EXERCISE PROMPT - Type out the data exactly as given. Skip any image.

RECORDS SHOWN -
========

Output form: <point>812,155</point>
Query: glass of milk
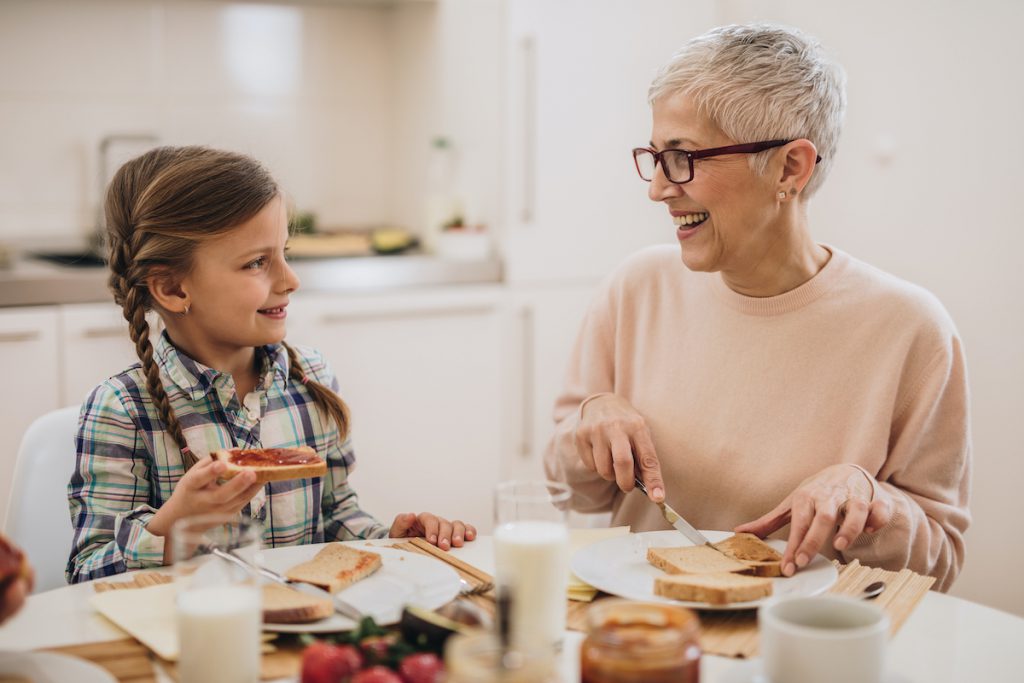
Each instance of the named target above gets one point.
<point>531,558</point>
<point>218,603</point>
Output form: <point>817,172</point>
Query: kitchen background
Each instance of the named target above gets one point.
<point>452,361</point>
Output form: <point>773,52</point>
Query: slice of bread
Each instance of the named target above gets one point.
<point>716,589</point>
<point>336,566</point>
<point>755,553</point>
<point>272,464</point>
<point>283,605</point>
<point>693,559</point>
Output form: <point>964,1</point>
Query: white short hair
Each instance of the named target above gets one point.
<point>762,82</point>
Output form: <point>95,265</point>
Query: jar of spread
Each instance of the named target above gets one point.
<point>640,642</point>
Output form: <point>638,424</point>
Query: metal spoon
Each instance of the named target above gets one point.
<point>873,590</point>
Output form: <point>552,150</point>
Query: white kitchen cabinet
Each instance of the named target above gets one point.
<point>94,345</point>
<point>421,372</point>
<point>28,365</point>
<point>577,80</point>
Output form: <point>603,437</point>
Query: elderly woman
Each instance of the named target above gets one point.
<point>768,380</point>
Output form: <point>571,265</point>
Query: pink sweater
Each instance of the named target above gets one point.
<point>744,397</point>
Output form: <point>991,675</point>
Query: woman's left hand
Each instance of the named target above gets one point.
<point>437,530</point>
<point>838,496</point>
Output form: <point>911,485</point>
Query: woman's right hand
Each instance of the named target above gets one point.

========

RESULT OF THIS TASK -
Output form: <point>812,155</point>
Query: glass of milk
Each instance of the named target above gets one point.
<point>531,558</point>
<point>218,603</point>
Output form: <point>817,172</point>
Query: kitchen background
Each instance of the named target above gets one point.
<point>452,361</point>
Output form: <point>773,52</point>
Query: slice of bread
Each instance of the named target above gets one point.
<point>716,589</point>
<point>336,566</point>
<point>755,553</point>
<point>272,464</point>
<point>283,605</point>
<point>693,559</point>
Output form: <point>964,1</point>
Query: white short hair
Each instance of the named target above gets one point.
<point>762,82</point>
Output form: <point>95,265</point>
Query: jar of spread
Each instance of the named target above gets one point.
<point>640,642</point>
Output form: <point>638,424</point>
Query: metal spoon
Each instance of the named target above gets one point.
<point>873,590</point>
Output form: <point>552,150</point>
Query: white kitchen cabinet
Each instance of the named target above gets one point.
<point>94,345</point>
<point>421,372</point>
<point>28,365</point>
<point>577,80</point>
Output form: <point>603,437</point>
Query: elderly woman
Each instance of the named target above gets one point.
<point>768,380</point>
Output form: <point>571,265</point>
Query: pink sweater
Each instance of the named target above gets one point.
<point>744,397</point>
Output form: <point>991,675</point>
Query: woman's left hand
Each instance of the named target above gets one point.
<point>437,530</point>
<point>838,496</point>
Output form: <point>911,485</point>
Query: woman's right hand
Each instance of the named target above gets one point.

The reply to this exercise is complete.